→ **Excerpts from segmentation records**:
>>>
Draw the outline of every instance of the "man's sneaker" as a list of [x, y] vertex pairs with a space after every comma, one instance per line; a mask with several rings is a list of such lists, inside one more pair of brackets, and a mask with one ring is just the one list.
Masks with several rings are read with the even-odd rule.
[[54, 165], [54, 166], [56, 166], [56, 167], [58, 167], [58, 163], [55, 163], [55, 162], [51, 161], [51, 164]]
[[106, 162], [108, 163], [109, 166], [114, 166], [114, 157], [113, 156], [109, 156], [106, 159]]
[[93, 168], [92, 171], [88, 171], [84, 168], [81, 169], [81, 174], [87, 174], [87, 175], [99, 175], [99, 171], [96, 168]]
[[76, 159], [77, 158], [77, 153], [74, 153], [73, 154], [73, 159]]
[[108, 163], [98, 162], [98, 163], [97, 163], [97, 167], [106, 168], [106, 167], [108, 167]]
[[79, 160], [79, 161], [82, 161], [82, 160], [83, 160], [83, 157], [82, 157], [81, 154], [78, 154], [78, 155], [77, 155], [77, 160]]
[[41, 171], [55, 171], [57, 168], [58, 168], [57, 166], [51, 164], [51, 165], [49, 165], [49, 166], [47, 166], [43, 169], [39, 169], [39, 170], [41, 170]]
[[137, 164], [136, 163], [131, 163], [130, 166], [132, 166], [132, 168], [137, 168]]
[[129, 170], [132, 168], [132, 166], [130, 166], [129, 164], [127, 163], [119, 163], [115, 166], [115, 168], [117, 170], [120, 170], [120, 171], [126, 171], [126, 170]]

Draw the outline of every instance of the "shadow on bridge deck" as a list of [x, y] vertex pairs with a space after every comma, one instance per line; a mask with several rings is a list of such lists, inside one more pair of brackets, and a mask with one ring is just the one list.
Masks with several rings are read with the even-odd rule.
<<<
→ **To do**:
Copy out the listing from its first line through the line containing "171], [126, 170]]", requests included, and add 125 to every coordinate in the answers.

→ **Answer for the task**:
Draw the outline of every instance of the "man's sneaker" as a list of [x, y] vertex pairs with a space after every comma, one instance per line; a mask with several rings is a list of such lists, inside one more pair of brackets, and a mask with one ring is just the one list.
Masks with several rings are read with the even-odd rule.
[[179, 290], [179, 291], [181, 291], [181, 292], [183, 292], [183, 288], [180, 288], [180, 287], [176, 286], [176, 289]]
[[231, 287], [233, 288], [234, 291], [239, 291], [239, 282], [238, 281], [234, 281], [231, 284]]
[[218, 293], [217, 296], [213, 296], [209, 293], [206, 294], [206, 299], [212, 299], [212, 300], [224, 300], [224, 296], [221, 293]]
[[201, 284], [202, 283], [202, 278], [199, 278], [198, 279], [198, 284]]
[[233, 288], [223, 287], [223, 288], [222, 288], [222, 292], [231, 293], [231, 292], [233, 292]]
[[204, 285], [204, 286], [207, 286], [207, 285], [208, 285], [208, 282], [207, 282], [206, 279], [203, 279], [203, 280], [202, 280], [202, 285]]
[[166, 296], [180, 296], [182, 293], [183, 293], [182, 291], [176, 289], [176, 290], [174, 290], [174, 291], [172, 291], [168, 294], [164, 294], [164, 295], [166, 295]]
[[262, 289], [261, 288], [256, 288], [255, 291], [257, 291], [257, 293], [262, 293]]
[[254, 295], [257, 293], [257, 291], [255, 291], [254, 289], [252, 288], [244, 288], [240, 291], [240, 293], [242, 295], [245, 295], [245, 296], [251, 296], [251, 295]]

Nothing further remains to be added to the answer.